§ **Article**:
_ _ _ _ _

# GRUBHUB Acceptance Rate



## Knight Grub (Jul 5, 2021)

New to GRUBHUB , started on the platform Friday. I have a question about stopping new offers from coming in while on an order. My issue is that at the end of shift while on my last order for the day I am still receiving orders and having to decline them which is destroying my acceptance rate. Today I received and rejected 7 new offers before I could finish my last order for the day. Is there any way to pause/stop new offerings from coming in while on that last order of the day?


----------



## Uberdriver2710 (Jul 15, 2015)

Knight Grub said:


> New to GRUBHUB , started on the platform Friday. I have a question about stopping new offers from coming in while on an order. My issue is that at the end of shift while on my last order for the day I am still receiving orders and having to decline them which is destroying my acceptance rate. Today I received and rejected 7 new offers before I could finish my last order for the day. Is there any way to pause/stop new offerings from coming in while on that last order of the day?


If you don't want orders coming to your phone, go 'unavailable'.


----------



## Knight Grub (Jul 5, 2021)

Uberdriver2710 said:


> If you don't want orders coming to your phone, go 'unavailable'.


Can't go unavailable while on an order.


----------



## Uberdriver2710 (Jul 15, 2015)

Knight Grub said:


> Can't go unavailable while on an order.


I do all the time....keeps orders from coming in when I'm at the drop off.


----------



## TheHammer (Jan 4, 2015)

You can set your phone to Unavailable and will no longer receive orders. And you can do this even if you are on an order...Just try it..It works


----------



## Rickos69 (Nov 8, 2018)

Uberdriver2710 said:


> I do all the time....keeps orders from coming in when I'm at the drop off.


The question here is, can you do it when you are in the middle of your block and not get counted as absent?
I go unavailable when I'm on my last delivery and my block has expired.
I have never tried it in the middle of a block.
Has anyone done it?
Its not that I care about my status since my acceptance rate is at19%. I just don't want to give them an
excuse to deactivate me.


----------



## Seamus (Jun 21, 2018)

Rickos69 said:


> The question here is, can you do it when you are in the middle of your block and not get counted as absent?

_ _ _ _ _

§ **Required work**:
[1] Decide whether each statement agrees with the thread, answering yes or no for (a), (b), and (c) and quoting the deciding words. (a) Knight Grub rejected 7 new offers before finishing the last order of the day. (b) TheHammer says the phone cannot be set to Unavailable while on an order. (c) Rickos69 has tried going unavailable in the middle of a block.
[2] Rewrite the stretch of the thread from "## Rickos69 (Nov" through "anyone done it?", changing "block" to "shift".

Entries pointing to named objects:

_ _ _ _ _

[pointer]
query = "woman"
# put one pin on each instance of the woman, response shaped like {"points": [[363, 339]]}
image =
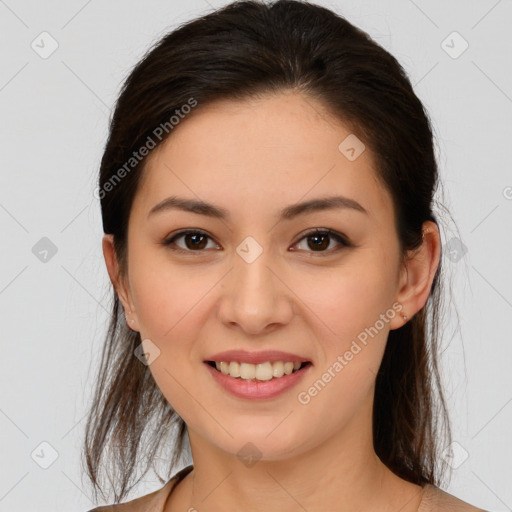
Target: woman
{"points": [[267, 199]]}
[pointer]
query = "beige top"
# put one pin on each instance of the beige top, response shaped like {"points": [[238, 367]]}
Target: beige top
{"points": [[433, 499]]}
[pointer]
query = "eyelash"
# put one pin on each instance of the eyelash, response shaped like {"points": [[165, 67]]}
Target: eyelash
{"points": [[342, 240]]}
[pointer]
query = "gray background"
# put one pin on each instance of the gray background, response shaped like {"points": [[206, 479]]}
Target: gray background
{"points": [[54, 113]]}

_ _ _ _ _

§ **Response list**:
[1]
(a) Yes: "Today I received and rejected 7 new offers before I could finish my last order for the day."
(b) No: "And you can do this even if you are on an order"
(c) No: "I have never tried it in the middle of a block."

[2]
## Rickos69 (Nov 8, 2018)

Uberdriver2710 said:


> I do all the time....keeps orders from coming in when I'm at the drop off.


The question here is, can you do it when you are in the middle of your shift and not get counted as absent?
I go unavailable when I'm on my last delivery and my shift has expired.
I have never tried it in the middle of a shift.
Has anyone done it?